» Texto exibido

****

Nos últimos anos, o Brasil tem assistido a um fenômeno político inquietante. Enquanto decisões de profunda relevância institucional são tomadas nos bastidores, a opinião pública é conduzida a concentrar sua atenção em eventos espetaculares, emotivos e de massa. A recente decisão liminar do ministro Gilmar Mendes, que concentrou na Procuradoria-Geral da República a legitimidade exclusiva para oferecer denúncia de impeachment contra ministros do STF, elevou o quórum de admissibilidade no Senado para dois terços e suspendeu dispositivos centrais da Lei 1.079/1950, é exemplo do que se afirma.

****

» Listagem de dados
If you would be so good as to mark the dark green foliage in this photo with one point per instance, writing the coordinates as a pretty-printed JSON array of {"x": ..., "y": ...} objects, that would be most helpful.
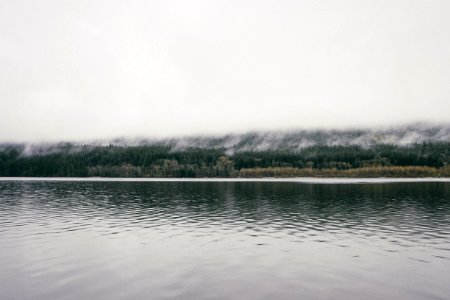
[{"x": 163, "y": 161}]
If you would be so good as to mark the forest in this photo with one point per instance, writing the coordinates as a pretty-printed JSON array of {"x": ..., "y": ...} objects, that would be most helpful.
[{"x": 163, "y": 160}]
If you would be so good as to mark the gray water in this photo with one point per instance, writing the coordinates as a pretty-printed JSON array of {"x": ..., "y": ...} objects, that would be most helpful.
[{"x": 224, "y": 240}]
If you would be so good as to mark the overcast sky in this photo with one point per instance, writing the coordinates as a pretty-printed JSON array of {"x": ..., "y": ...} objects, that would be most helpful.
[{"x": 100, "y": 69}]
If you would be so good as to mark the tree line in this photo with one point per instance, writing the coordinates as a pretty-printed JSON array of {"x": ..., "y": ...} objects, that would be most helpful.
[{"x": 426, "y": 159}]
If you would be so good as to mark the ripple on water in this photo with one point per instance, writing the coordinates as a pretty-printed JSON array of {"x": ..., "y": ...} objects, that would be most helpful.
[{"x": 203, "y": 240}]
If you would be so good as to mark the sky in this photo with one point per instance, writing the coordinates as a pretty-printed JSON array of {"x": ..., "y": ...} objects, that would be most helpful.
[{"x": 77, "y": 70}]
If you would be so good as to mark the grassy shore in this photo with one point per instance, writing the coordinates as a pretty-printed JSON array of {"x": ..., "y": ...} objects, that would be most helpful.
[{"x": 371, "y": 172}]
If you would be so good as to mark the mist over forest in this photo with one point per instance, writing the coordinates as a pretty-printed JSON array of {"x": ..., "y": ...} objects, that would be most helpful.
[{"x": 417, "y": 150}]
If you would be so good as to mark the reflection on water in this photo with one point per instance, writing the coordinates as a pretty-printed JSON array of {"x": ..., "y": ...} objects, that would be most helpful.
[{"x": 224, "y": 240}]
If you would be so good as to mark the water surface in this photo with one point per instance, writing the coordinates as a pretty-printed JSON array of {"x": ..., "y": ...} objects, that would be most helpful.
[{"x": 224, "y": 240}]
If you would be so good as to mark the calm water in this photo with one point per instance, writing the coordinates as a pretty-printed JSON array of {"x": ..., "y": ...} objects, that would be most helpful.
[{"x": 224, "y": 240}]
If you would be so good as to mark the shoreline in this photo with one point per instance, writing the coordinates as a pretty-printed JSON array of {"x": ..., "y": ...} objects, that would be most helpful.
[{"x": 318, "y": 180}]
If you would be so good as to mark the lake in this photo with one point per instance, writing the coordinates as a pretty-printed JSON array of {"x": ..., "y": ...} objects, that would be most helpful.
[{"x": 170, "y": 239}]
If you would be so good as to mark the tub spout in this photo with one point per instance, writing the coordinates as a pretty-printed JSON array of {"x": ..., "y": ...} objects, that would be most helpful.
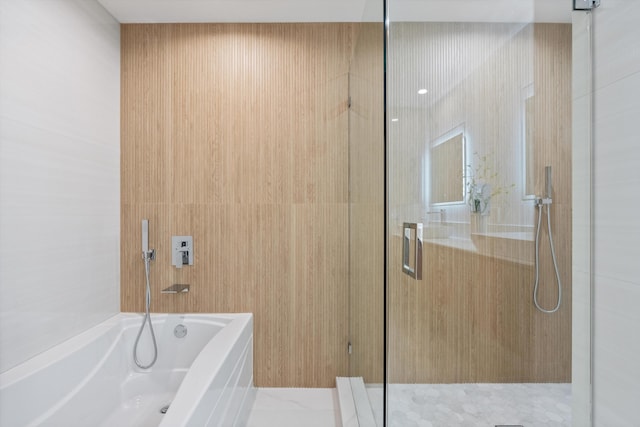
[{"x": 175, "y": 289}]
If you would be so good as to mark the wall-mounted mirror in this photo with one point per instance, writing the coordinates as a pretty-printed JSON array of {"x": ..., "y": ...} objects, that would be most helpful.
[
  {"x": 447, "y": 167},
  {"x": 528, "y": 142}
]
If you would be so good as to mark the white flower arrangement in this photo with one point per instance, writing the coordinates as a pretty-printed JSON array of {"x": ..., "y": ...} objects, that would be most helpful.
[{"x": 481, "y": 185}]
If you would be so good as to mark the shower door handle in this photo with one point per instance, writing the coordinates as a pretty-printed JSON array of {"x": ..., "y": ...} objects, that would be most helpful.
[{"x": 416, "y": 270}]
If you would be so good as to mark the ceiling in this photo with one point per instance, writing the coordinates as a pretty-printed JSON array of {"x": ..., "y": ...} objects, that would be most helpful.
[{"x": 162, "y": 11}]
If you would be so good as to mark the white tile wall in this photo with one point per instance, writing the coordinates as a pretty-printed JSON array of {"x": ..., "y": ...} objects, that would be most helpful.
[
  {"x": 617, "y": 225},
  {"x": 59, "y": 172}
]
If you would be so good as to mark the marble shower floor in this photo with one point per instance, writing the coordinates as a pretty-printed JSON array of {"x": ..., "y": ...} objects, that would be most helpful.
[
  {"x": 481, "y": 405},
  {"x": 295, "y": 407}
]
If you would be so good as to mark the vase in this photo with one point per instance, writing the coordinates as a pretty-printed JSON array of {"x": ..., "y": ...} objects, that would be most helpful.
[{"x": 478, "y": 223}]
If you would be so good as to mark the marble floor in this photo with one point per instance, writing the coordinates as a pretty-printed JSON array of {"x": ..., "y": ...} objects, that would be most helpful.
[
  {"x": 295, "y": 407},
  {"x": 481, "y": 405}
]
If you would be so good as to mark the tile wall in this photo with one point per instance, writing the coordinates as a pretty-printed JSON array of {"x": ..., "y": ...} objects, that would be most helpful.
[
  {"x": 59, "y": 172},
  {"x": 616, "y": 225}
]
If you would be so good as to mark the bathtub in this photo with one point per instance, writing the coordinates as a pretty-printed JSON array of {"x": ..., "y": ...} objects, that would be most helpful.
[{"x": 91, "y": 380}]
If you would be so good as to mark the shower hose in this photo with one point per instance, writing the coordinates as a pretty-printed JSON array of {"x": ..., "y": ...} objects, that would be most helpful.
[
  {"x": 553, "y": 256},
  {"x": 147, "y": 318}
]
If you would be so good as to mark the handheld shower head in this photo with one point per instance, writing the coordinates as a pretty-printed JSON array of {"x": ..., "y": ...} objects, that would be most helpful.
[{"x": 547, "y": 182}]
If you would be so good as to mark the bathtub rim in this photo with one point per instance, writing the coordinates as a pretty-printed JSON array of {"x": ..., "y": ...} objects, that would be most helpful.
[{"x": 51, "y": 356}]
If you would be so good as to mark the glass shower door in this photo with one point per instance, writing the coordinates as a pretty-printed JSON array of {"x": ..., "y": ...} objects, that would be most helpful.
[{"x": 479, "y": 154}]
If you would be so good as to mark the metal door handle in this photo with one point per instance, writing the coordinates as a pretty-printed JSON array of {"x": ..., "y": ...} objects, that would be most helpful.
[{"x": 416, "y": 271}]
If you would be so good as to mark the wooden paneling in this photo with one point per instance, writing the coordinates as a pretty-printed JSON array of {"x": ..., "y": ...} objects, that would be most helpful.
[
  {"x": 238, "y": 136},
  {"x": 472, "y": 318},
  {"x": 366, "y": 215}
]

****

» Ações a realizar
[1] Extraia do texto exibido o trecho entre "Nos últimos anos, o" e "que se afirma.", inclusive.
[2] Com base no texto exibido, explique por que a decisão liminar do ministro Gilmar Mendes é citada. Responda em uma a três frases.

» Resultados
[1]
Nos últimos anos, o Brasil tem assistido a um fenômeno político inquietante. Enquanto decisões de profunda relevância institucional são tomadas nos bastidores, a opinião pública é conduzida a concentrar sua atenção em eventos espetaculares, emotivos e de massa. A recente decisão liminar do ministro Gilmar Mendes, que concentrou na Procuradoria-Geral da República a legitimidade exclusiva para oferecer denúncia de impeachment contra ministros do STF, elevou o quórum de admissibilidade no Senado para dois terços e suspendeu dispositivos centrais da Lei 1.079/1950, é exemplo do que se afirma.

[2] A decisão é citada como exemplo do fenômeno descrito no texto: decisões de profunda relevância institucional tomadas nos bastidores enquanto a opinião pública é conduzida a concentrar sua atenção em eventos espetaculares, emotivos e de massa. Segundo o texto, ela concentrou na Procuradoria-Geral da República a legitimidade exclusiva para oferecer denúncia de impeachment contra ministros do STF. Também elevou o quórum de admissibilidade no Senado para dois terços e suspendeu dispositivos centrais da Lei 1.079/1950.